** Excerpted text **
-- Opening Marker --
It will be mid-April before a giant crane is removed from the L Tower condo, the building's developer said.

The crane — still standing years after it was erected — remains attached to the 58-storey curving glass tower at the intersection of Yonge Street and The Esplanade as crews install a permanent window-washing platform.

The crane is just one source of frustration for building residents, many of whom paid more than $450,000 for a unit in the building, as construction is now 18 months behind schedule.

"It's just sitting there," resident Ali Mashayehki told CBC News.

"I can't imagine not seeing the crane when I drive on the Gardiner … it's part of the eye-line of Toronto now," he added.

Toronto L Tower crane

Most of the building's units are occupied, even though residents say many of the L Tower's amenities aren't finished. (CBC)

Inside the building, Mashayehki said, amenities like the pool are still unfinished while others, like the gym, have just opened. The city is also eager for the crane to come down, as it's built on public space.

Alfredo Romano, president of Castlepoint Numa, one of the building's developers, attributed the construction complications to the building's distinct architecture, which was designed by Daniel Libeskind, the high-profile architect who also designed the Royal Ontario Museum's crystal addition.

"It's a very unique and iconic design," Romano said, adding the work must be done safely and properly.

Last June, Ontario's Ministry of Labour received a complaint about the construction of a second, smaller crane atop the building and issued a stop work order after investigating. The ministry issued two orders relating to "personal protective equipment" at the site, and also made four requirements for developers to turn over engineering reports, a spokesperson said.

Work has since resumed on the project under a new subcontractor, the developers said.

On Monday, workers could be seen on the washing platform near the top of the building.  

'Please be patient' developer says amid delays

Mashayehki said he's not sure whether he believes the developer's pledge that the crane will come down this spring. 

"They said in August that it's coming down in a month," he said, shrugging.

In 2014, EN Consulting — the group managing the L Tower Construction website, which provides weekly updates about the project primarily for stakeholders and those living in the St. Lawrence Market area — said the crane was set to come down in the first quarter of 2015.

By October, 2015, the website said the crane's removal is "tentatively scheduled" for November.

Romano said he understands residents are eager to be rid of the crane.

"We ask them to please be patient," he said.

Construction began on the L Tower in late 2009.
-- Closing Marker --
** Data excerpts **
-- Opening Marker --
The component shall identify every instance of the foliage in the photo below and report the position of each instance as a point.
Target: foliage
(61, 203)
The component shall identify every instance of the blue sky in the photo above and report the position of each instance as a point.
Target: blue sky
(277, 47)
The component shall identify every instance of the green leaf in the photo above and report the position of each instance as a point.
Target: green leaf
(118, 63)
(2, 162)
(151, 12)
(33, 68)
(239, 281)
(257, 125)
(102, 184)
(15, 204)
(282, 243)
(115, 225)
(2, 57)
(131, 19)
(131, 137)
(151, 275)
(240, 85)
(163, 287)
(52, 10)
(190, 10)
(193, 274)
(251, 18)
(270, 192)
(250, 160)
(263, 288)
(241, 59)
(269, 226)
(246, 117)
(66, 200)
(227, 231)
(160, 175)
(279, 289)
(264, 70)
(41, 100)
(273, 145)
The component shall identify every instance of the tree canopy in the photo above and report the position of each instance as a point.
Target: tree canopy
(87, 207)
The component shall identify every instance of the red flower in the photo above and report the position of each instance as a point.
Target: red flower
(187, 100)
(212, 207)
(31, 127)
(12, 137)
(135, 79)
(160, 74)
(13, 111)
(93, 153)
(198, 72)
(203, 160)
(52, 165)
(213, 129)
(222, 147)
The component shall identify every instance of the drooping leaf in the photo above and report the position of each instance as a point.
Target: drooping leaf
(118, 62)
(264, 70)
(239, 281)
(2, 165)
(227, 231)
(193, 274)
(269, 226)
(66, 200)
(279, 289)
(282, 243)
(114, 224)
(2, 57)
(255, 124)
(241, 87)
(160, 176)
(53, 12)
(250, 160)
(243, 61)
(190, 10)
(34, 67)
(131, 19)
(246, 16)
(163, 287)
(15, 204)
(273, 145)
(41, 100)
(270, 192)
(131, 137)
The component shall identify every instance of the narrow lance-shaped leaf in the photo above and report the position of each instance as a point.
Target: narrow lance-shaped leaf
-- Closing Marker --
List every person named in the L Tower crane article. The records are separate material and are unrelated to the article about the L Tower crane.

Ali Mashayehki, Alfredo Romano, Daniel Libeskind